#### Given records

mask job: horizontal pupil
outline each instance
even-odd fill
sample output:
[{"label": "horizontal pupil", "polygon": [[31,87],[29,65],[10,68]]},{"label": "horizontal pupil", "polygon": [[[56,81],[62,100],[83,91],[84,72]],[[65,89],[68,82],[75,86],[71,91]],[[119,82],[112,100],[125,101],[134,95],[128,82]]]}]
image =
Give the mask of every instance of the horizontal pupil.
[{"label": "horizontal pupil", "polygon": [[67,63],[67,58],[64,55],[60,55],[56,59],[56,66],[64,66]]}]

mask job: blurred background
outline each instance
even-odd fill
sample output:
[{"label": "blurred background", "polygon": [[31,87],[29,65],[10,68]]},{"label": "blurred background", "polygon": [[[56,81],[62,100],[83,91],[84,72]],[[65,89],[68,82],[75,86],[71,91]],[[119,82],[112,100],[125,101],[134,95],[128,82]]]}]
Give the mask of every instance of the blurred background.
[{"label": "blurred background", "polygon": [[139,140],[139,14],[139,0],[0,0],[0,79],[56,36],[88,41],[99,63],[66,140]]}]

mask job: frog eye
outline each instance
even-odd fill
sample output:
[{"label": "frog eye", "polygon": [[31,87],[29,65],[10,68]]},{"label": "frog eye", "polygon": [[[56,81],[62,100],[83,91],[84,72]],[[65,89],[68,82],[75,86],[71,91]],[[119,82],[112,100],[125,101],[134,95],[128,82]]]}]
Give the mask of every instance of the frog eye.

########

## Exercise
Return, character for character, the lines of the material above, starting at the line that contains "mask job: frog eye" and ending with the last line of the material.

## Answer to the problem
mask job: frog eye
outline each instance
even-odd fill
sample output:
[{"label": "frog eye", "polygon": [[31,87],[29,65],[10,68]]},{"label": "frog eye", "polygon": [[[56,81],[62,100],[83,91],[84,72]],[[65,89],[68,82],[75,86],[71,91]],[[119,82],[112,100],[125,101],[134,95],[128,82]]]}]
Give the mask of every instance of the frog eye.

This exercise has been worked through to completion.